PROBLEM TO SOLVE
Rewrite the rows below as a numbered list, omitting any blank lines.

DATA LISTING
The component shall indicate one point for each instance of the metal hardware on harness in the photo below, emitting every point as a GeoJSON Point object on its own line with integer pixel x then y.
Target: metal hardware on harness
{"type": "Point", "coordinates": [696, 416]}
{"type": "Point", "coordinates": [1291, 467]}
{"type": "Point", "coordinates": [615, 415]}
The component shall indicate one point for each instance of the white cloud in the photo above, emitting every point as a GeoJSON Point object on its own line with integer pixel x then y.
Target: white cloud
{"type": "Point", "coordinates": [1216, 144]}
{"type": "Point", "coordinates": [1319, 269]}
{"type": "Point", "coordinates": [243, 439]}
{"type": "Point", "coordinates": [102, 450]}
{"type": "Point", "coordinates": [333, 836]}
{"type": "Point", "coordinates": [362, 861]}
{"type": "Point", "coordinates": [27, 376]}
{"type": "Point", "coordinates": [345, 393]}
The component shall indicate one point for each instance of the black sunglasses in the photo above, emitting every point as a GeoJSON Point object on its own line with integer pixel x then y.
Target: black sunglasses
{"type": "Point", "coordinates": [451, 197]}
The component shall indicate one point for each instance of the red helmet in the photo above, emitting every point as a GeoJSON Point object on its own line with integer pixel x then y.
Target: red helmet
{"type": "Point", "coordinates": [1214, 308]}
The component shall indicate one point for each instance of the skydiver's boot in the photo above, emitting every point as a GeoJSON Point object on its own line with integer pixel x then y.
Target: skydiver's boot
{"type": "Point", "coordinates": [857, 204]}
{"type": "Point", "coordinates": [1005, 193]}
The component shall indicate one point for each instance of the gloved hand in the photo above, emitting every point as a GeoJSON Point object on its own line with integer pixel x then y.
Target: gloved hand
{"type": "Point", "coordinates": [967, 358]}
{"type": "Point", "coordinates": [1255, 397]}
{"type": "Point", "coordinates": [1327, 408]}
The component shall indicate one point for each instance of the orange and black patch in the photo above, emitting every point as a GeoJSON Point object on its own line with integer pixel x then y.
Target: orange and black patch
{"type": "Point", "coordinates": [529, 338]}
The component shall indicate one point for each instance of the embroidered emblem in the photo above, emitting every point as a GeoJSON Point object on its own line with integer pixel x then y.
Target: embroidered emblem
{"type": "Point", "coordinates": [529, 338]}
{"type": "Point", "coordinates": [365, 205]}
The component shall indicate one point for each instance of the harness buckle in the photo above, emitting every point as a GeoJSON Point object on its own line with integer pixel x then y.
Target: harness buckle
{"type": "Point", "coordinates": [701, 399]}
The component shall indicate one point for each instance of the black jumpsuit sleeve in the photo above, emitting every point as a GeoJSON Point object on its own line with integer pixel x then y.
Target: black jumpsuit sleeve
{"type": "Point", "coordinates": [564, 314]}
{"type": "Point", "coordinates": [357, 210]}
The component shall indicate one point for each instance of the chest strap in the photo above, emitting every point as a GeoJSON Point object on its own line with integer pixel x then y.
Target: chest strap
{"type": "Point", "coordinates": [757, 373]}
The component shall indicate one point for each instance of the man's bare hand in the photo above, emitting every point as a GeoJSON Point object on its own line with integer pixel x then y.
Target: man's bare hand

CORRECT OUTPUT
1. The component shall indicate one point for each instance of the metal hardware on harness in the photo below, emitting every point as a GeoJSON Point object on its own line with integer pixel x then y.
2. Target: metal hardware on harness
3. {"type": "Point", "coordinates": [696, 416]}
4. {"type": "Point", "coordinates": [1291, 467]}
5. {"type": "Point", "coordinates": [615, 415]}
6. The component shall indicate one point for each instance of the white cloud in the photo above, emitting every point as a GeoJSON Point object on its own line with integer pixel x then y.
7. Target: white cloud
8. {"type": "Point", "coordinates": [1216, 144]}
9. {"type": "Point", "coordinates": [1319, 269]}
10. {"type": "Point", "coordinates": [243, 439]}
11. {"type": "Point", "coordinates": [102, 450]}
12. {"type": "Point", "coordinates": [333, 836]}
13. {"type": "Point", "coordinates": [362, 861]}
14. {"type": "Point", "coordinates": [27, 376]}
15. {"type": "Point", "coordinates": [345, 393]}
16. The component shall indicate one point for each instance of the black sunglasses in the photo above, emitting every point as a GeoJSON Point object on its own line with integer pixel x then y.
17. Target: black sunglasses
18. {"type": "Point", "coordinates": [451, 197]}
19. The component shall indicate one point for each instance of the red helmet in the photo above, emitting every point as a GeoJSON Point object on its own line with integer pixel x then y.
20. Target: red helmet
21. {"type": "Point", "coordinates": [1214, 308]}
22. The component shall indicate one point for each instance of the skydiver's boot in the photo above, emitting every point as a GeoJSON Point object on its own line with integer pixel x then y.
23. Target: skydiver's boot
24. {"type": "Point", "coordinates": [857, 204]}
25. {"type": "Point", "coordinates": [1005, 193]}
26. The component shall indicate one point for each instance of the gloved hand in the photo above, emitting every point as a GeoJSON Point object on its own line with integer pixel x then y.
27. Target: gloved hand
28. {"type": "Point", "coordinates": [967, 358]}
29. {"type": "Point", "coordinates": [1255, 397]}
30. {"type": "Point", "coordinates": [1327, 408]}
31. The component shall indicate one point for each instance of the orange and black patch in the photo above, emitting every point as a GeoJSON Point object on its own line with integer pixel x then y.
32. Target: orange and black patch
33. {"type": "Point", "coordinates": [529, 338]}
34. The component shall indicate one point for each instance of the embroidered emblem in the photo above, emitting every point as a GeoJSON Point object on its own line with integer pixel x then y.
35. Target: embroidered emblem
36. {"type": "Point", "coordinates": [529, 338]}
37. {"type": "Point", "coordinates": [365, 205]}
38. The component shall indicate one point for each instance of the harness buckle in the photo above, emitting every point as a GeoJSON Point object on its own line with integer pixel x then y.
39. Target: harness buckle
40. {"type": "Point", "coordinates": [701, 399]}
41. The component shall indicate one point for each instance of the black jumpsuit sleeve in the photo above, emitting every point as a GeoJSON Point object on its own line with integer pixel x then y.
42. Target: black jumpsuit sleeve
43. {"type": "Point", "coordinates": [564, 314]}
44. {"type": "Point", "coordinates": [357, 210]}
45. The component shall indicate one point for each instance of the chest strap in the photo above, emitting every point as a GeoJSON Point object on its own line with integer pixel x then y.
46. Target: chest strap
47. {"type": "Point", "coordinates": [757, 373]}
48. The component shall indicate one point for each instance of the man's bare hand in the photo above, emitting every point as a GeoJSON Point object on its own line with integer pixel x then y.
49. Target: man's bare hand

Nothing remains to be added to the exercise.